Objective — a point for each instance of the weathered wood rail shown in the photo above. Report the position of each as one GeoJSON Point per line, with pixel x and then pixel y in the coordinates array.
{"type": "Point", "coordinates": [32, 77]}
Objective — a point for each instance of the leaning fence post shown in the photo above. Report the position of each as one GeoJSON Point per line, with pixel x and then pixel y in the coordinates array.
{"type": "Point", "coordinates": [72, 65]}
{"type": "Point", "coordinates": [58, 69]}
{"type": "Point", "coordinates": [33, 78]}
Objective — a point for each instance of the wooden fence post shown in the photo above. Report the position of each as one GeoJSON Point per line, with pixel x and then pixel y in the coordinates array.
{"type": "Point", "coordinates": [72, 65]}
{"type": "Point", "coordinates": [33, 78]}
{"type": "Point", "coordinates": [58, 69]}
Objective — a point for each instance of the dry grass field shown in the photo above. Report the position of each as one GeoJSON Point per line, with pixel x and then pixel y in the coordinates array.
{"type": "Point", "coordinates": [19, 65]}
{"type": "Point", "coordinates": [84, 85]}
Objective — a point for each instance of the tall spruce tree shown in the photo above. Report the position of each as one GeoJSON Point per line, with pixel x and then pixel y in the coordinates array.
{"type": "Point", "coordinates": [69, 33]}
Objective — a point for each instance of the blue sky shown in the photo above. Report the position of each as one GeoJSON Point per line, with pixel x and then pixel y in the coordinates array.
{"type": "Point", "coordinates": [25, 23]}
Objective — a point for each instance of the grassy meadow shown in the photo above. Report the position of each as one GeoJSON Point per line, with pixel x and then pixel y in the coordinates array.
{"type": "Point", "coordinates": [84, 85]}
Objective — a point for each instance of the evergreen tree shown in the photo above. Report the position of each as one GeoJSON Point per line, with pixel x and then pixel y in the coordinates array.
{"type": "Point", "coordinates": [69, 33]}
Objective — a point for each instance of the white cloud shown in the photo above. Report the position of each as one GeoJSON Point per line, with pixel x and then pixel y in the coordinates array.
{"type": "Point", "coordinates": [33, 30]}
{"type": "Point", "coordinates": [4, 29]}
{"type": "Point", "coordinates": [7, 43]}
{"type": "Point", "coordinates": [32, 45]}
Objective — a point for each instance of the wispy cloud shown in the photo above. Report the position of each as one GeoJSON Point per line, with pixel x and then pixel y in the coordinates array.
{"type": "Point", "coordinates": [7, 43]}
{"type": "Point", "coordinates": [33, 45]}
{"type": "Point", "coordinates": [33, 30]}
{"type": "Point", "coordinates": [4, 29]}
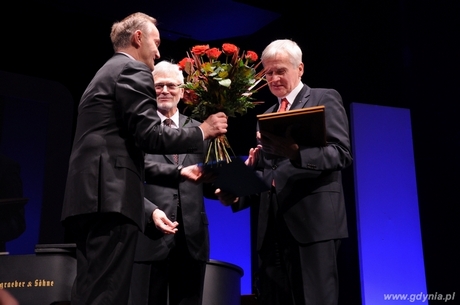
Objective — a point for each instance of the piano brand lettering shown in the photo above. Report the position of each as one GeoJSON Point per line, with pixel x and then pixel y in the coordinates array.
{"type": "Point", "coordinates": [27, 284]}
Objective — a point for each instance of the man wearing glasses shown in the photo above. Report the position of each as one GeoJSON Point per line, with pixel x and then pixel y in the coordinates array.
{"type": "Point", "coordinates": [170, 263]}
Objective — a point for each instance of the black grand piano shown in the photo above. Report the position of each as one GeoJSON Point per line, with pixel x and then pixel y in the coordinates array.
{"type": "Point", "coordinates": [46, 277]}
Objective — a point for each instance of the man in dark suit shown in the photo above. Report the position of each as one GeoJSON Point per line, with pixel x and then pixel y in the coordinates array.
{"type": "Point", "coordinates": [117, 122]}
{"type": "Point", "coordinates": [169, 264]}
{"type": "Point", "coordinates": [302, 218]}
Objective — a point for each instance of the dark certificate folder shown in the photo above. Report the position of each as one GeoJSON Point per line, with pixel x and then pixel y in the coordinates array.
{"type": "Point", "coordinates": [237, 178]}
{"type": "Point", "coordinates": [307, 125]}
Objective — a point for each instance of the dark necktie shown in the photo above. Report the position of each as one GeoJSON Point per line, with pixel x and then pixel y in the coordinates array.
{"type": "Point", "coordinates": [283, 105]}
{"type": "Point", "coordinates": [168, 122]}
{"type": "Point", "coordinates": [282, 108]}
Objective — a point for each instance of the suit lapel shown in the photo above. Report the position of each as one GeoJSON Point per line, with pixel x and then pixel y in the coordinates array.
{"type": "Point", "coordinates": [302, 98]}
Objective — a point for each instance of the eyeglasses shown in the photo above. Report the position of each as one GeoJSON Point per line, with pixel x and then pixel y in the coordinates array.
{"type": "Point", "coordinates": [171, 86]}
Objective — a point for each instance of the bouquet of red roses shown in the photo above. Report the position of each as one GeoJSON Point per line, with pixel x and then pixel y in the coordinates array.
{"type": "Point", "coordinates": [213, 85]}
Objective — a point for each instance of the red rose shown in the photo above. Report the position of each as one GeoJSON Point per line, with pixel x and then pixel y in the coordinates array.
{"type": "Point", "coordinates": [190, 97]}
{"type": "Point", "coordinates": [229, 49]}
{"type": "Point", "coordinates": [251, 56]}
{"type": "Point", "coordinates": [182, 64]}
{"type": "Point", "coordinates": [200, 49]}
{"type": "Point", "coordinates": [213, 53]}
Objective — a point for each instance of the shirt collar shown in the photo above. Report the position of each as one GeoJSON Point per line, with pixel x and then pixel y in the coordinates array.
{"type": "Point", "coordinates": [292, 95]}
{"type": "Point", "coordinates": [174, 118]}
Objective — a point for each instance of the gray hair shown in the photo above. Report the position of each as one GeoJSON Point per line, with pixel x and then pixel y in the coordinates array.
{"type": "Point", "coordinates": [168, 68]}
{"type": "Point", "coordinates": [122, 31]}
{"type": "Point", "coordinates": [283, 46]}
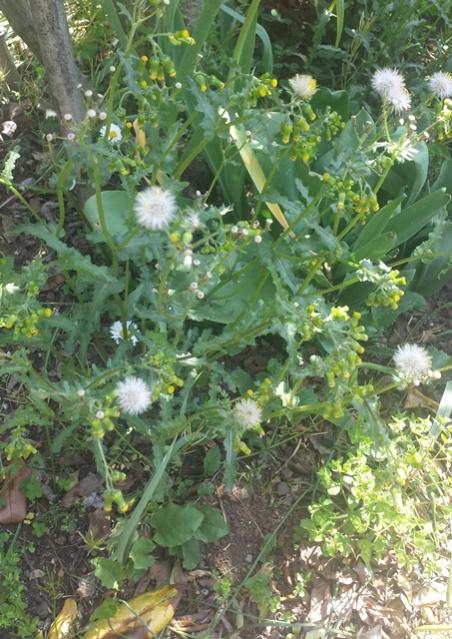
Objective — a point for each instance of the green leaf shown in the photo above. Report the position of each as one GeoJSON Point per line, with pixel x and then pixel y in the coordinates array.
{"type": "Point", "coordinates": [109, 572]}
{"type": "Point", "coordinates": [267, 52]}
{"type": "Point", "coordinates": [175, 524]}
{"type": "Point", "coordinates": [213, 525]}
{"type": "Point", "coordinates": [200, 33]}
{"type": "Point", "coordinates": [340, 14]}
{"type": "Point", "coordinates": [413, 174]}
{"type": "Point", "coordinates": [190, 554]}
{"type": "Point", "coordinates": [243, 52]}
{"type": "Point", "coordinates": [413, 218]}
{"type": "Point", "coordinates": [112, 14]}
{"type": "Point", "coordinates": [117, 205]}
{"type": "Point", "coordinates": [376, 248]}
{"type": "Point", "coordinates": [212, 461]}
{"type": "Point", "coordinates": [141, 553]}
{"type": "Point", "coordinates": [6, 175]}
{"type": "Point", "coordinates": [148, 492]}
{"type": "Point", "coordinates": [378, 222]}
{"type": "Point", "coordinates": [69, 258]}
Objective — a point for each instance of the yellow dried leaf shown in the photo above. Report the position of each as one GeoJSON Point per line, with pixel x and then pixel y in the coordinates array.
{"type": "Point", "coordinates": [61, 627]}
{"type": "Point", "coordinates": [152, 610]}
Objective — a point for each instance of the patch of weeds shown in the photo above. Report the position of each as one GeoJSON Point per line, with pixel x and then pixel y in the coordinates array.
{"type": "Point", "coordinates": [388, 500]}
{"type": "Point", "coordinates": [14, 617]}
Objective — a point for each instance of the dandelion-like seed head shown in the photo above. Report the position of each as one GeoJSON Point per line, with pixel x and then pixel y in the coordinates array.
{"type": "Point", "coordinates": [114, 134]}
{"type": "Point", "coordinates": [155, 208]}
{"type": "Point", "coordinates": [413, 362]}
{"type": "Point", "coordinates": [117, 333]}
{"type": "Point", "coordinates": [248, 413]}
{"type": "Point", "coordinates": [303, 85]}
{"type": "Point", "coordinates": [133, 395]}
{"type": "Point", "coordinates": [387, 80]}
{"type": "Point", "coordinates": [440, 84]}
{"type": "Point", "coordinates": [399, 99]}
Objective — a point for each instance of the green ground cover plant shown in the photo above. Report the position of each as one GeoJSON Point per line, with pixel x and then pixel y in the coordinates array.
{"type": "Point", "coordinates": [222, 209]}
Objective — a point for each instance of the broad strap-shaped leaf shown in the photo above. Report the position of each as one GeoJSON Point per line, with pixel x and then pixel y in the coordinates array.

• SHORT TASK: Every line from the one holding "Objective — a point for each instance of the green ground" through the final line of the listing must be echoed exactly; leave out all other lines.

• RESULT FOR THIS EXERCISE:
Objective — a point for each instance of the green ground cover plant shown in the photo above. Report the position of each as one GeoJSON Point per line, with pixel x and then pixel y in the coordinates array.
{"type": "Point", "coordinates": [222, 209]}
Objective — a point for each instance of the broad strap-shaped leaf shown in the photo above. Report the position of each as one GeoJSON Point per line, with pixel x and then pixel y in the coordinates array.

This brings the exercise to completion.